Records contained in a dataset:
------------

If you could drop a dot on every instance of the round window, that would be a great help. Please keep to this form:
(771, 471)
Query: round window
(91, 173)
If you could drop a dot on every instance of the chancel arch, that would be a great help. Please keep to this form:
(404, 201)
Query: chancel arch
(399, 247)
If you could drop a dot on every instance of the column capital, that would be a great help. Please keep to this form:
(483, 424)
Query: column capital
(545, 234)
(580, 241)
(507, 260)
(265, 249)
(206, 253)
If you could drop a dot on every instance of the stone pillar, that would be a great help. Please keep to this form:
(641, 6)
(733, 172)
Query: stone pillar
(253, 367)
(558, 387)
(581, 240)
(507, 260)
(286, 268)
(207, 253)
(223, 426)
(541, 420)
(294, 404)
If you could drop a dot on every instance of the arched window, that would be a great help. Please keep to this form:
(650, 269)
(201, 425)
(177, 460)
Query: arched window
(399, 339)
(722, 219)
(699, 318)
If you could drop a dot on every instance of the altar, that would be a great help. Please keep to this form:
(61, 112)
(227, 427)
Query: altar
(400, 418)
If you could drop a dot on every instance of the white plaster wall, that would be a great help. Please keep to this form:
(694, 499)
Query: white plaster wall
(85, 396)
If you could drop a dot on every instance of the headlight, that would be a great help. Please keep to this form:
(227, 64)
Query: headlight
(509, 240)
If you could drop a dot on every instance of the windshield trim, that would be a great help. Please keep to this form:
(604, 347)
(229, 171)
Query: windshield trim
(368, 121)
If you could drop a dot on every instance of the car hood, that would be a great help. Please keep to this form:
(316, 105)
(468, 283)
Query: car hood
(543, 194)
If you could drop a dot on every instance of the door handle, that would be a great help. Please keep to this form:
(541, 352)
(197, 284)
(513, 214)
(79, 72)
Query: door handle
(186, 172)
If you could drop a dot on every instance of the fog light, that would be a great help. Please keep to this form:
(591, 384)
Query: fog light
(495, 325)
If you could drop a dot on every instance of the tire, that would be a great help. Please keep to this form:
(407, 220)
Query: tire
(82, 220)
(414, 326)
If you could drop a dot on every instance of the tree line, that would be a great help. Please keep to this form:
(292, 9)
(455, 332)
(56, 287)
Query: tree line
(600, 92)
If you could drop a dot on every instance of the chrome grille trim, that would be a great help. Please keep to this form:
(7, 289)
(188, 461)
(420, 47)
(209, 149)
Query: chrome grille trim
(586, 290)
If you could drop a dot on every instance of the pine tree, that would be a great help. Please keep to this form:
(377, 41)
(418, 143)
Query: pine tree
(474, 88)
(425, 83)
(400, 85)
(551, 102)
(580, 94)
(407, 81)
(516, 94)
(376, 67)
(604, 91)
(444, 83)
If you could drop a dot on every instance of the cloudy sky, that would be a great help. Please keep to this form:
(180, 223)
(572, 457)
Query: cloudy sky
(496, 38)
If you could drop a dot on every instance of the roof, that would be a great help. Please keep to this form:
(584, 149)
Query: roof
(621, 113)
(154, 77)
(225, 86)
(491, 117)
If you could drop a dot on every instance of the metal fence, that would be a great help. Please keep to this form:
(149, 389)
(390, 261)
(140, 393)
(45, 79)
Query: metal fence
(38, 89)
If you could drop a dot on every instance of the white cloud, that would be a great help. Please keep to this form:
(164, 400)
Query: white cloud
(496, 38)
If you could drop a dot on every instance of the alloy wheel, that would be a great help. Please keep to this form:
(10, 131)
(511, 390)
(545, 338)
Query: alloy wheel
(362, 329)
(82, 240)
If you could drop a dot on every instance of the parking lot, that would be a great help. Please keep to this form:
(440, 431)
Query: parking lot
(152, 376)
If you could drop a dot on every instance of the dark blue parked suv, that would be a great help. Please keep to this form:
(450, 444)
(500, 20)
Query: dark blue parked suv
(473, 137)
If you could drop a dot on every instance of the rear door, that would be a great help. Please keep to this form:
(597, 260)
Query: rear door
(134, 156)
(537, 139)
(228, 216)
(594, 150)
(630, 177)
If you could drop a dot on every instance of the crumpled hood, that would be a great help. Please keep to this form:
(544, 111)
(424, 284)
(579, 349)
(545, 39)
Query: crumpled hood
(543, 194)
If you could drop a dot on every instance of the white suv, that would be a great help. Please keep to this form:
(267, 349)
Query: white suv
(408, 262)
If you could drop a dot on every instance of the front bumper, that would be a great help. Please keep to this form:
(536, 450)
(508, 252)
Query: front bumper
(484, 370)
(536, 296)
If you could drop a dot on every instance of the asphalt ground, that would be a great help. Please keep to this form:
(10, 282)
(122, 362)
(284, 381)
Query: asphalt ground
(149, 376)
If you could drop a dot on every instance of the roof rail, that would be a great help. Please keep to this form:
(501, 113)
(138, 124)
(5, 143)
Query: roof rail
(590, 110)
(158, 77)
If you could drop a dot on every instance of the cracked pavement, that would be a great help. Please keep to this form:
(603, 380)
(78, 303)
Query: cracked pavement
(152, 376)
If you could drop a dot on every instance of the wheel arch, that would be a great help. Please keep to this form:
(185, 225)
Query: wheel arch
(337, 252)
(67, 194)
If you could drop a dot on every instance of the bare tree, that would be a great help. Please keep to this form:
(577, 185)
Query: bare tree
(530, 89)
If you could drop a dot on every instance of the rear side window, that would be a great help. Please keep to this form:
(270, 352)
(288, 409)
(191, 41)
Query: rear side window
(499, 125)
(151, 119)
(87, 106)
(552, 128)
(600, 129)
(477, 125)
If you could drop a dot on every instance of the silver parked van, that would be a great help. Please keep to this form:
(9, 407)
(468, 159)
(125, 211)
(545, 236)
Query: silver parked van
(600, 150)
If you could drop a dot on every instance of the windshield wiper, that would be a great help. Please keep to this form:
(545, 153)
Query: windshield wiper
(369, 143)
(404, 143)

------------

*The task:*
Write out every entry above exactly as given.

*Solution for this problem:*
If you could drop a dot on every instance of the round window, that would be a great help. Please keep to this form:
(771, 471)
Query: round window
(91, 173)
If you could drop a dot on every instance of the chancel arch, that would be a great help. Please keep to this form:
(404, 201)
Query: chancel arch
(399, 247)
If you could drop a dot on every instance of the column capital, that would be a great help. Please keep to this form:
(483, 424)
Query: column capital
(545, 234)
(580, 241)
(507, 260)
(265, 249)
(206, 253)
If you could drop a dot on every instance of the stone pillar, that would be a great help. Please keep to this form:
(641, 6)
(733, 172)
Query: stone pillar
(253, 367)
(558, 387)
(581, 240)
(507, 260)
(286, 268)
(207, 253)
(223, 426)
(541, 420)
(294, 404)
If you could drop a dot on every instance of the arched window, that would be a great help. Please keep to this form:
(650, 269)
(201, 425)
(177, 460)
Query: arched window
(399, 339)
(722, 219)
(699, 318)
If you could drop a dot on every instance of the altar, that would be a great help. Please keep to this form:
(61, 112)
(227, 427)
Query: altar
(400, 418)
If you could drop a dot on every instance of the white plaster wall, that would be a great help. Please keep to this form:
(694, 499)
Query: white plaster wall
(85, 396)
If you could drop a dot on every instance of the headlight, that would be a great help. Please keep to this form:
(227, 64)
Query: headlight
(509, 240)
If you could drop a dot on every instance of the windshield trim, that would be a great help. Please keep to this form:
(604, 347)
(229, 171)
Query: windshield trim
(368, 121)
If you could drop a dot on every instance of the car hood, that would be a great help. Please keep to this form:
(316, 105)
(468, 283)
Query: car hood
(543, 194)
If you could drop a dot on every instance of the door handle, that would be a great help. Please keep to this form:
(541, 352)
(197, 284)
(513, 214)
(79, 72)
Query: door handle
(186, 172)
If you could drop a dot on every instance of the fog light, that would be a great help. Please keep to this form:
(591, 384)
Query: fog light
(495, 325)
If you could drop a dot on every instance of the tire, that would be a great help. Please keep to this form:
(407, 220)
Query: tire
(82, 220)
(414, 326)
If you could drop a dot on every instance of the tree line, that would be a great help. Please keep to this form:
(292, 9)
(455, 332)
(56, 287)
Query: tree line
(600, 92)
If you could drop a dot on every instance of the chrome grille trim, that would be a great help. Please keep to this form:
(7, 289)
(188, 461)
(420, 47)
(209, 149)
Query: chrome grille trim
(586, 290)
If you could drop a dot on every instance of the pine tree, that would be a great help. Please keep to this form:
(377, 41)
(418, 143)
Query: pine tree
(474, 88)
(425, 83)
(400, 85)
(551, 102)
(580, 94)
(407, 81)
(516, 94)
(376, 67)
(604, 91)
(444, 83)
If you could drop a dot on every instance of the cloudy sky, that would be a great help. Please keep to this form:
(180, 223)
(572, 457)
Query: cloudy sky
(496, 38)
If you could drop a dot on every instance of the roof, that would be a great help. Please keep to this form:
(584, 149)
Query: roof
(621, 113)
(154, 77)
(225, 86)
(491, 117)
If you could drop a dot on every instance of the metal fence, that would be a great help. Please keep to this form:
(149, 389)
(390, 261)
(140, 393)
(45, 79)
Query: metal fence
(38, 89)
If you could drop a dot on every instance of the white cloud, that would be a great help. Please keep to this form:
(164, 400)
Query: white cloud
(496, 38)
If you could drop a dot on every instance of the alloy wheel, that would be a great help. Please keep to this form:
(10, 131)
(511, 390)
(545, 338)
Query: alloy wheel
(362, 329)
(82, 240)
If you could drop a dot on every instance of the parking lot, that would be a great help. Please keep to this form:
(440, 431)
Query: parking lot
(152, 376)
If you could drop a dot on every instance of the dark blue parked suv, that would be a great help. Please keep to this form:
(450, 444)
(500, 20)
Query: dark blue parked suv
(473, 137)
If you could drop a dot on every instance of the rear door, that would be a great help. Please keep to this form:
(597, 260)
Query: rear door
(134, 156)
(537, 139)
(228, 216)
(594, 150)
(630, 177)
If you could drop a dot on every instance of the crumpled hood, that would be a great help. Please keep to this form:
(544, 111)
(424, 284)
(579, 349)
(545, 39)
Query: crumpled hood
(543, 194)
If you could drop a dot on every instance of the white suv, that would be a great help. Please keep to this form:
(267, 349)
Query: white suv
(408, 262)
If you could drop a dot on every instance of the front bumper, that would be a great help. Please keep to this form:
(536, 450)
(508, 252)
Query: front bumper
(484, 370)
(536, 296)
If you could drop a dot on every instance of the asphalt ground, that would be a great help. Please keep to this form:
(10, 282)
(122, 362)
(284, 381)
Query: asphalt ground
(149, 376)
If you could drop a dot on every instance of the roof rail, that would be a great help. Please keep to this form:
(501, 113)
(138, 124)
(5, 143)
Query: roof rail
(590, 110)
(158, 77)
If you could drop a dot on every instance of the cracked pavement, that would be a great help. Please keep to this form:
(603, 380)
(78, 303)
Query: cracked pavement
(152, 376)
If you could drop a dot on every instance of the wheel arch, that would be a great help. Please keep to this form:
(185, 225)
Query: wheel arch
(337, 252)
(67, 194)
If you could drop a dot on every instance of the bare tree, that would be a great help. Please keep to this form:
(577, 185)
Query: bare tree
(530, 89)
If you could drop a dot on every instance of the rear side window, that would be a great help. Please keep to this form:
(270, 352)
(288, 409)
(191, 41)
Query: rear side window
(499, 125)
(151, 119)
(87, 106)
(552, 128)
(600, 129)
(477, 125)
If you could drop a dot on every instance of the silver parked van, that would be a great help. Please keep to this form:
(9, 407)
(468, 159)
(125, 211)
(545, 236)
Query: silver parked van
(600, 150)
If you could drop a dot on every instance of the windshield wiper, that would be a great help. Please keep to this form:
(545, 153)
Query: windshield wiper
(369, 143)
(404, 143)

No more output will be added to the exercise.